:: À FAIRE ::
Recopiez mot pour mot le passage de la critique de film qui commence aux mots « C'est également le » et s'arrête après « conservatrice de province. ».

En sortie dans les salles françaises le 16 août 2023, le nouveau film d'Hicham Ayouch joue la carte du burlesque pour aborder les freins du rigorisme moral et religieux face aux rêves et à l'amour.
Le premier long métrage de fiction d'Hicham Ayouch, Tizaoul (Les Arêtes du cœur, 2006), était coécrit avec cet autre déjanté du cinéma marocain qu'est Hicham Lasri. En 2009, il produit Fissures, un triangle amoureux à Tanger tourné tout en improvisation et caméra épaule. Fièvres, sur les difficiles relations entre un père et de son fils dans une cité française obtient en 2015 l'Etalon d'or du Fespaco. Il confirme la narration épidermique d'Hicham Ayouch, qui creuse des thématiques actuelles mais cherche parfois sa profondeur.

C'est également le cas ici mais sur le mode burlesque. Ayouch joue sur les couleurs vives, les contrastes et les néons pour situer son personnage Abdelinho (Aderrahim Tamimi) entre ses deux patries. Il vit dans une petite ville du Maroc mais est amoureux du Brésil en la personne de Maria (Inês Monteiro), la belle et téméraire héroïne d'une telenovela avec qui il entretient une relation fantasmée des plus étroites. Maîtrisant le portugais et donnant des cours de samba tout en racontant les derniers épisodes du feuilleton, il place la vitalité et la sensualité brésiliennes comme alternative aux limites de la mentalité conservatrice de province.

Avec la venue dans la ville marocaine d'un évangéliste musulman aussi rigoriste qu'intéressé et au Brésil face à la députée Maria qui défend le peuple face à un promoteur immobilier corrompu, un parallèle va vite s'inscrire entre les manipulations pécuniaires des deux terrains. La telenovela cesse dès lors d'être l'abêtissement télévisuel habituel pour prendre le statut d'un film politique, l'enjeu pour les deux héros étant d'être fidèles à leurs convictions malgré les menaces reçues.

Tout cela est parfaitement caricatural voire surréaliste mais derrière l'hyperbole pointe une critique basique des projections imaginaires dans le champ social et un appel aux transgressions auxquelles le spectateur ne peut qu'acquiescer. Le happy end est dès lors obligatoire et le seul suspens sera de savoir comment un film aussi rocambolesque peut arriver à se terminer.

:: DONNÉES FOURNIES ::
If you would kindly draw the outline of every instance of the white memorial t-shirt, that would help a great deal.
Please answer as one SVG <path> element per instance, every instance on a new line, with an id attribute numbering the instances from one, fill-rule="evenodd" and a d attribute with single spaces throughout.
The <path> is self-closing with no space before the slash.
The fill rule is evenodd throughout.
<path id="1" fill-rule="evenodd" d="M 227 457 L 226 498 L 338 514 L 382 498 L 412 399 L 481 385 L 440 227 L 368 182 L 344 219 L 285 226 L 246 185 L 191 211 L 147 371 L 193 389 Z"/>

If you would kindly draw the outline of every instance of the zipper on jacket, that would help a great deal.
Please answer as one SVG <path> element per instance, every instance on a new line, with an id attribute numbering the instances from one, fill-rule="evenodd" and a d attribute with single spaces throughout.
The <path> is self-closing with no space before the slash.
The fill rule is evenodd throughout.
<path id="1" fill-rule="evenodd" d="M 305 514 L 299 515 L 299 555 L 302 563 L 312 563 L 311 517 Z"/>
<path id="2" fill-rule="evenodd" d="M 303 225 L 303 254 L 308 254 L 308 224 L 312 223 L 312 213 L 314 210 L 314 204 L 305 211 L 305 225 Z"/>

:: RÉPONSE ::
C'est également le cas ici mais sur le mode burlesque. Ayouch joue sur les couleurs vives, les contrastes et les néons pour situer son personnage Abdelinho (Aderrahim Tamimi) entre ses deux patries. Il vit dans une petite ville du Maroc mais est amoureux du Brésil en la personne de Maria (Inês Monteiro), la belle et téméraire héroïne d'une telenovela avec qui il entretient une relation fantasmée des plus étroites. Maîtrisant le portugais et donnant des cours de samba tout en racontant les derniers épisodes du feuilleton, il place la vitalité et la sensualité brésiliennes comme alternative aux limites de la mentalité conservatrice de province.